■ Document segment:
Is It Over Yet?
In October of last year the U.S. Justice Department quietly concluded its investigation into a Walmart bribery probe opened in 2012. The Justice Department found no major misconduct by Walmart in the operations of its stores in Mexico. The investigation was opened almost solely on the basis of a series of articles in the New York Times reporting on alleged misdeeds by senior managers running the operations in Mexico.
That the series published by the New York Times was long on allegations and short on facts did not impede the Justice Department’s decision to pursue its investigation and some of the unsubstantiated allegations dated back to 2005 and had previously been examined.
Fast forward to October 2015 and after more than three years of investigation, the Justice Department found no clear evidence of wrong doing in Walmart’s Mexican operations. A Wall Street article reported that the investigation, carried out under the auspices of the Foreign Corrupt Practices Act, failed to yield anything that rose to the level of a “smoking gun”.

■ Extracted information:
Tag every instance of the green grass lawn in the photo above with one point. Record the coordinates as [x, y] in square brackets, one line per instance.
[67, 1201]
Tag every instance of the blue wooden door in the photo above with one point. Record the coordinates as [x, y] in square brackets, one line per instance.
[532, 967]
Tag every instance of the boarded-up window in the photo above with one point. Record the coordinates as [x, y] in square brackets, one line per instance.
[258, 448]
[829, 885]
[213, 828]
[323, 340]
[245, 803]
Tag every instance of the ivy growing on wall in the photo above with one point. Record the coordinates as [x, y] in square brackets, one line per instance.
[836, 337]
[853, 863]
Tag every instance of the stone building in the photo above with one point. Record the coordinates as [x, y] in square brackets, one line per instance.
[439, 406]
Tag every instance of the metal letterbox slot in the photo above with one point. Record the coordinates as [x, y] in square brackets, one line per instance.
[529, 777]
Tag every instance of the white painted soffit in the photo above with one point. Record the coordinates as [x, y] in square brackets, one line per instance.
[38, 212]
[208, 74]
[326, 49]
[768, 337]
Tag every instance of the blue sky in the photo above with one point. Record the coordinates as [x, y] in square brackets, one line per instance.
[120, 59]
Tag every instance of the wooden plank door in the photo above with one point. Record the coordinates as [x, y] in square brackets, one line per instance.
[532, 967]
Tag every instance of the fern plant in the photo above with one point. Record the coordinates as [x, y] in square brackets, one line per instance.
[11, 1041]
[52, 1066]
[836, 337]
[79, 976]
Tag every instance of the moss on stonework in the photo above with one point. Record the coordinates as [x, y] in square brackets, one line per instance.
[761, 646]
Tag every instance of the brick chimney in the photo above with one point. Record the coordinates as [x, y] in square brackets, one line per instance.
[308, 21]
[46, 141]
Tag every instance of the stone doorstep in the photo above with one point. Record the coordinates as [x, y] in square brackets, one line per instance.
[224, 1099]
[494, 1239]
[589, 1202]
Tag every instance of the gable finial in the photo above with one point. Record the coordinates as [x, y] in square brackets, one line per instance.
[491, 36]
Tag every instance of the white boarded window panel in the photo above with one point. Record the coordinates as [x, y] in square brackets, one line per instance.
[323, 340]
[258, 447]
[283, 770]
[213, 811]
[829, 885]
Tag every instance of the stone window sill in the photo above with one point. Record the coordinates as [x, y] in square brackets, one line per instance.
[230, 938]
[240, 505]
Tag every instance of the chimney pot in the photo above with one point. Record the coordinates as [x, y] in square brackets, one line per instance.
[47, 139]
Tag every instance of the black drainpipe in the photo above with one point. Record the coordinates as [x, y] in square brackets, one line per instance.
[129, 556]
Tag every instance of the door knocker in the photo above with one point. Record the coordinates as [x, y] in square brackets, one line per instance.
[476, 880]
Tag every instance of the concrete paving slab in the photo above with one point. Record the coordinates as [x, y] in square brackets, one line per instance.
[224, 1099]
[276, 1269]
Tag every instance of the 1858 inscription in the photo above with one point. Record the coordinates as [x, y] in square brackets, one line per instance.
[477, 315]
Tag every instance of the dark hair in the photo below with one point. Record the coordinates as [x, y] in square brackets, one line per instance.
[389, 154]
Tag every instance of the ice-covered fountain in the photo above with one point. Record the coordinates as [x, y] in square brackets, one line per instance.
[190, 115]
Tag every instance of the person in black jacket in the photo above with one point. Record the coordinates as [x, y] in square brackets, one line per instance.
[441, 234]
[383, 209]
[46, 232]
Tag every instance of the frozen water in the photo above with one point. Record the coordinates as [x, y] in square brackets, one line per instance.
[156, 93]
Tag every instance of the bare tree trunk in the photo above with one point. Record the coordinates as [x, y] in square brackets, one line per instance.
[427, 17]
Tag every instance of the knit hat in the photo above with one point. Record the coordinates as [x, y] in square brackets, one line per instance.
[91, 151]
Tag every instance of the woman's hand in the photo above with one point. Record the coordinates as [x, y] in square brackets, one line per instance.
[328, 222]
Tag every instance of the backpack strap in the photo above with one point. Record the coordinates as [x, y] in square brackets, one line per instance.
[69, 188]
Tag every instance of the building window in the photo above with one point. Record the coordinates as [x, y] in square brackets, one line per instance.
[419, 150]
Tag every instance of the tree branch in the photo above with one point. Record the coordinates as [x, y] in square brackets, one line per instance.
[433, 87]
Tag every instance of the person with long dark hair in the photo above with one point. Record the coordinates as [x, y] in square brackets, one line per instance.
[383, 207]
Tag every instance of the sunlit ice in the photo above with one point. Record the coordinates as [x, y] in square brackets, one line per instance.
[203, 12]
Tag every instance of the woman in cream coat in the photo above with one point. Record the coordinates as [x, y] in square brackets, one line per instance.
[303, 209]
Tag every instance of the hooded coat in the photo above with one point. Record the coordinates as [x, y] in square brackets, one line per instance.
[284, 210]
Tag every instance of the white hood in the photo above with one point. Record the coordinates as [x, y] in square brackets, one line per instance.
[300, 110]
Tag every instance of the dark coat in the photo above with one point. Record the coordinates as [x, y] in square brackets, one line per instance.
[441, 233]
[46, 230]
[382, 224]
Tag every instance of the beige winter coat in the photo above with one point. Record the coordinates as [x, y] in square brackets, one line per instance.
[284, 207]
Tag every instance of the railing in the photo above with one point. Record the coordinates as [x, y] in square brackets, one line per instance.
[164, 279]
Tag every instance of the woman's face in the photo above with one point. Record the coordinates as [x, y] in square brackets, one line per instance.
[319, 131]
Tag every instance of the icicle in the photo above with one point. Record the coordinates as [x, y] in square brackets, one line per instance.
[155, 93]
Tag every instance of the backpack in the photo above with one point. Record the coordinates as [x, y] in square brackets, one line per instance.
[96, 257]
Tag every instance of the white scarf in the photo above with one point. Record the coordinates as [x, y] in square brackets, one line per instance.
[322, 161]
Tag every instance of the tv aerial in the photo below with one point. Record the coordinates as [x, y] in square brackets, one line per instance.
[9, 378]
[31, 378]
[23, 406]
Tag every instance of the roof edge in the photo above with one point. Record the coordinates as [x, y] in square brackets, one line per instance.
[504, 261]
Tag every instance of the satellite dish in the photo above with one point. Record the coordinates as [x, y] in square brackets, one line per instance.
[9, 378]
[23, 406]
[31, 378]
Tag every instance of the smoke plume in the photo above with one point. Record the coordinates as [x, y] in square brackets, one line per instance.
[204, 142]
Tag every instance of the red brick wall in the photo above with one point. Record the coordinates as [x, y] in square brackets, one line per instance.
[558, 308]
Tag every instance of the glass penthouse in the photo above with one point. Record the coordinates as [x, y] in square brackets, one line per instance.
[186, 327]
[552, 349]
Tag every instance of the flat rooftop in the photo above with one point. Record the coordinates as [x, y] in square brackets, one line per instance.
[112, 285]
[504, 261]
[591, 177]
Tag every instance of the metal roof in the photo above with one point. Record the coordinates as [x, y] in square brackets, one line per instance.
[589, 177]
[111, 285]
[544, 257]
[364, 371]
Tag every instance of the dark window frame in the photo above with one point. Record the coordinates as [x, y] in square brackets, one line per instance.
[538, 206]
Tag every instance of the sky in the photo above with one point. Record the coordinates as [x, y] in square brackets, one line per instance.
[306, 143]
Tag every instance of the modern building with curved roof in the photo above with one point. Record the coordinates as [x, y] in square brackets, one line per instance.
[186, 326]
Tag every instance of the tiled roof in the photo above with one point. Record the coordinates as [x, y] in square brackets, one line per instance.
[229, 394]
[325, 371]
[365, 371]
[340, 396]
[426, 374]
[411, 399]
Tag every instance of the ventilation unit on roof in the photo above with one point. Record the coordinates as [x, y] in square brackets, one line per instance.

■ To do:
a: Check each statement against the article on the Walmart bribery probe: (i) The Justice Department wrapped up its investigation in October of last year. (ii) The investigation was opened mainly because of articles in the New York Times. (iii) The Justice Department found major misconduct in Walmart's stores in Mexico. For each one, answer yes or no and quote the words from the article that settle it.
b: Pick up the article on the Walmart bribery probe after its last sentence and keep writing.

■ Answers given:
a:
(i) Yes: "In October of last year the U.S. Justice Department quietly concluded its investigation"
(ii) Yes: "The investigation was opened almost solely on the basis of a series of articles in the New York Times"
(iii) No: "The Justice Department found no major misconduct by Walmart in the operations of its stores in Mexico."

b:
After spending many millions of dollars of tax money to investigate a flimsy case, the only findings affecting Walmart’s stores in Mexico pertained not to bribery, fraud, or collusion, but a failure to adequately implement an acceptable compliance program for those branches of its operations. In response to the newspaper articles Walmart initiated an internal investigation almost a year before the Justice Department began its investigation, and a number of the weaknesses in its compliance program had already been identified.
The seriocomic consequence of this affair is that Walmart spend almost $650 Million dollars defending itself from allegations that were ultimately proved false. It was an extraordinarily expensive lesson on the perils of not taking time to make sure the existing compliance program were robust enough to address the added risks of doing business in overseas markets.
Walmart can take small comfort from the fact that it will not have to deal with a long-lasting consent decree or a deferred prosecution. But it will continue to undergo unnecessary scrutiny from regulators who always have their eye on financially successful companies with far-reaching operations because they make easy targets in the very complicated compliance world.
A case in point is that, while not guilty of wrong doing in Mexico, and based on data developed during this investigation, Walmart has a fresh set of challenges stemming from its operations in India. Sadly, the story is not over.
Food for Thought: “To conquer frustration, one must remain intensely focused on the outcome, not the obstacles.” (T.F. Hodge)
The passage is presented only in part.